■ WORK TO DO: Reproduce every item below verbatim, line for line, leaving out the pictures.
** Start of RECORDS PROVIDED **
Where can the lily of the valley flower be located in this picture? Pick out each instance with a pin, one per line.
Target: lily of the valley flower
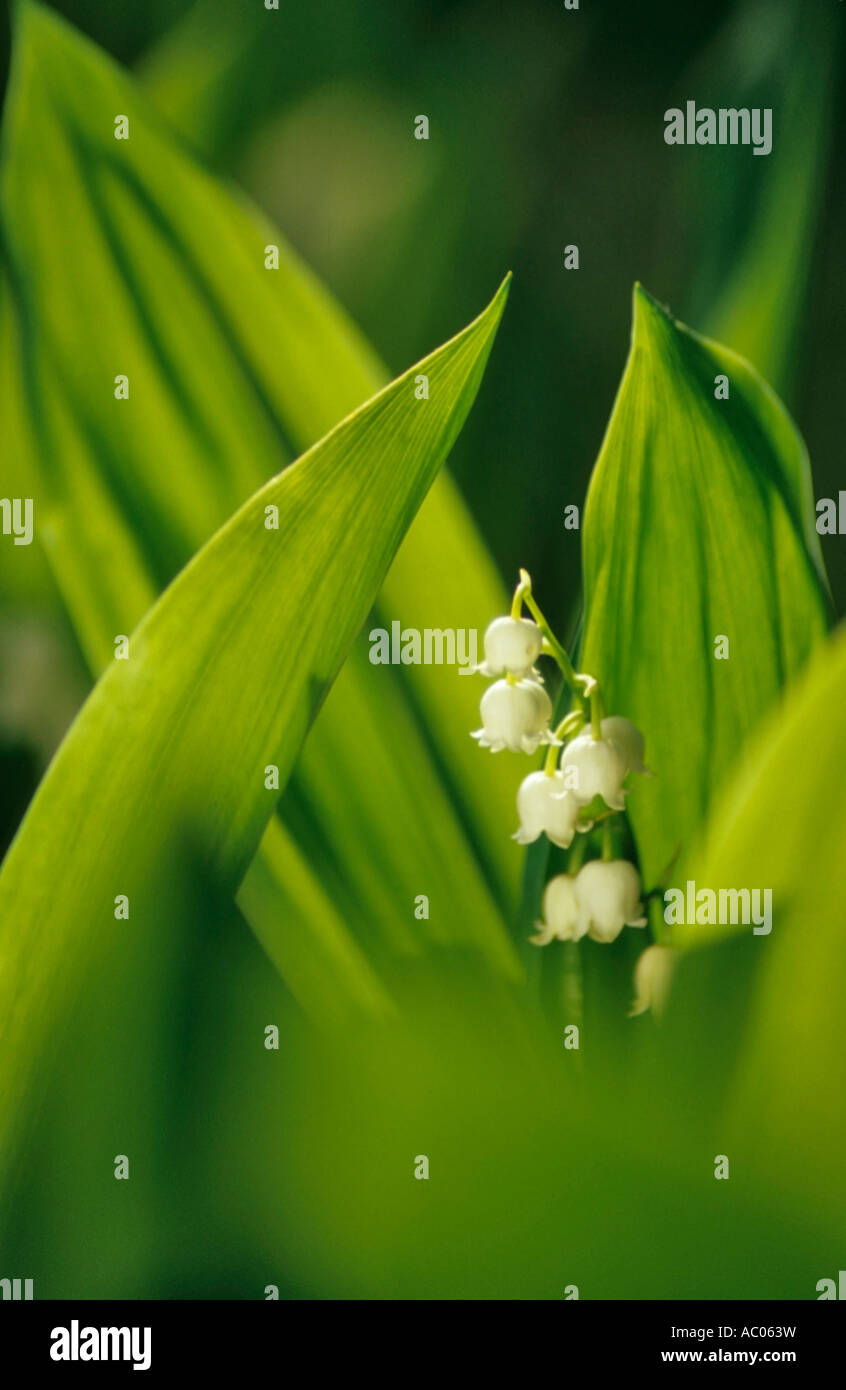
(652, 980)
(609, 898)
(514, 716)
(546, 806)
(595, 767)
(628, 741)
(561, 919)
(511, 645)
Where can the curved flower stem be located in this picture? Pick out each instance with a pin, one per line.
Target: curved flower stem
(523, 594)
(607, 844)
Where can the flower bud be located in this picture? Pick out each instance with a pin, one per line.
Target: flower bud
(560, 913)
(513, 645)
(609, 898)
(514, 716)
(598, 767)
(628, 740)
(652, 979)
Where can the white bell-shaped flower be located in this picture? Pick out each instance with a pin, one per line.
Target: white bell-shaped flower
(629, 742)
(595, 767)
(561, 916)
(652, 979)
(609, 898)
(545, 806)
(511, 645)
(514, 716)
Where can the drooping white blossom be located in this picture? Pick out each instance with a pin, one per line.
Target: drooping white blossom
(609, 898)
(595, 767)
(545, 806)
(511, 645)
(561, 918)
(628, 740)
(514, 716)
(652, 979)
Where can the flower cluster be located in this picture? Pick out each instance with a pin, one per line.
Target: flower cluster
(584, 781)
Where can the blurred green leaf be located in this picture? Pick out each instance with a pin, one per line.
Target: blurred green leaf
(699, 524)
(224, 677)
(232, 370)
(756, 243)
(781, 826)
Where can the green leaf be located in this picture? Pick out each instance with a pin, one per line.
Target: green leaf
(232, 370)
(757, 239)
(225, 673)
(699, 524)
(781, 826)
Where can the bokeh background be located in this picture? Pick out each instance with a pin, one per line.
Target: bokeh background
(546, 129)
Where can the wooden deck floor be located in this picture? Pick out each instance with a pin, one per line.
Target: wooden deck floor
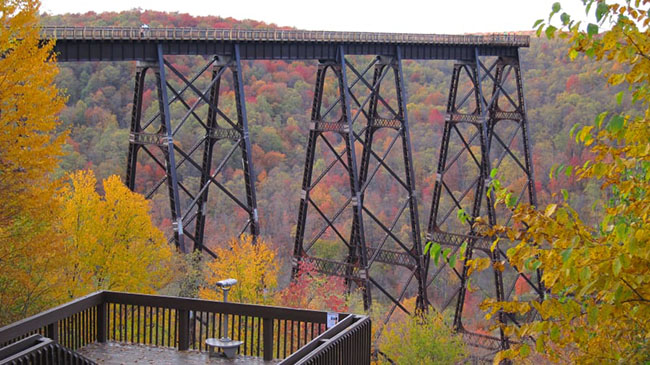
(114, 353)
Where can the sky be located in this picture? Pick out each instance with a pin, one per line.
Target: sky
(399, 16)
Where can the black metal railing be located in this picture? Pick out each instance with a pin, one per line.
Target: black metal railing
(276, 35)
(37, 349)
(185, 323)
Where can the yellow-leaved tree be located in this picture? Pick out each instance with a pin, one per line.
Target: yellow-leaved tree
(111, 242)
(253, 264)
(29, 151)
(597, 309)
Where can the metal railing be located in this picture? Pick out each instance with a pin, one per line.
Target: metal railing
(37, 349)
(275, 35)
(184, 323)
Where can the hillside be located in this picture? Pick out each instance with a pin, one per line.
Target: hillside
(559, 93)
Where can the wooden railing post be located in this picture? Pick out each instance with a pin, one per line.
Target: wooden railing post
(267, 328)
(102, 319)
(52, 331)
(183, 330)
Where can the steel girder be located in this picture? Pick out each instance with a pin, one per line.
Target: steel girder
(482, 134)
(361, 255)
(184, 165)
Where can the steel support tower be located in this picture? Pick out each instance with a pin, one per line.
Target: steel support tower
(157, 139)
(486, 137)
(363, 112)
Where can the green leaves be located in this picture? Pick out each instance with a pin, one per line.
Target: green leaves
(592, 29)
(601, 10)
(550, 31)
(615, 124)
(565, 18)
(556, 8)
** End of RECORDS PROVIDED **
■ IN RESPONSE:
Where can the lily of the valley flower be located in this picture? Pick out each instance with a pin, one per line.
Target: lily of the valley flower
(652, 980)
(609, 898)
(514, 716)
(546, 806)
(595, 767)
(628, 741)
(561, 919)
(511, 645)
Where can the curved flower stem be located in this picture? Pick out each instance with a pin, one per line.
Target: curved flower stem
(523, 594)
(607, 844)
Where can the flower bud be located in this picture? Pick out each instance with a pin, one per line.
Target: flower bud
(560, 913)
(513, 645)
(609, 898)
(514, 716)
(598, 767)
(628, 740)
(652, 979)
Where can the white bell-shaped flower be located in this picture? Pick out each instance with a pin, one per line.
Target: white bell-shaped flower
(629, 742)
(595, 767)
(561, 916)
(652, 979)
(609, 898)
(545, 806)
(511, 645)
(514, 716)
Where can the drooping white blossom be located in this picture? Pick out each instance with a pin, one per line.
Target: drooping white blossom
(609, 898)
(595, 767)
(545, 806)
(511, 645)
(561, 918)
(628, 740)
(514, 716)
(652, 979)
Where can the flower cluster be located in this picture? Pick out each instance with a pin, one per line.
Target: flower cluster
(584, 781)
Where can the blurred green leaf be located in this picture? Pick out each instance with a pin, one per line.
Target: blurred green leaf
(699, 524)
(224, 677)
(232, 370)
(756, 243)
(781, 826)
Where can the green leaf be located in this picture? Pick out each instance with a pin, one per line.
Target: green leaf
(232, 370)
(757, 239)
(225, 673)
(699, 524)
(781, 826)
Where can the bokeh background be located in this picture? Pick out each instance with a pin, one per line.
Target: bokeh background
(546, 129)
Where can the wooden deck floor be located in this picture? Pick out each instance with a pin, one per line.
Target: wooden deck floor
(114, 353)
Where can the sky be located in this picture? Pick out each instance with a pin, one per line.
Target: sky
(399, 16)
Where can the black metal railing be located in this picture? Pick out each instance with a pin, one per line.
Target: black metal railing
(276, 35)
(37, 349)
(185, 323)
Where can the yellow-leaved tree be located in this picture? Pick out each instance with a pin, one per line.
Target: yellow-leaved tree
(111, 242)
(253, 264)
(29, 151)
(597, 309)
Where can the metal railing be located in this picture? Pick out each instance with a pin, one per line.
Target: metal railing
(37, 349)
(275, 35)
(184, 323)
Where can the hillside be located in this picture? Pick out each instance with a pin, one per line.
Target: hillside
(559, 93)
Where can the wooden railing post be located in this picture? Pick out each instance with a pin, one per line.
Target: wooden railing post
(267, 328)
(102, 319)
(52, 331)
(183, 330)
Where can the steel girder be located in this picture? Pick out each instance with a pin, one per line.
Target: steel girder
(482, 134)
(361, 255)
(184, 165)
Where can the steel support tower be located in this picture? Pick out each instance with a pin, one per line.
Target: steel support tower
(157, 139)
(486, 137)
(363, 112)
Where can the green leaves be located in this picture? Pick out each instance with a pin, one per line.
Target: green leaves
(592, 29)
(601, 10)
(550, 31)
(615, 124)
(565, 18)
(556, 8)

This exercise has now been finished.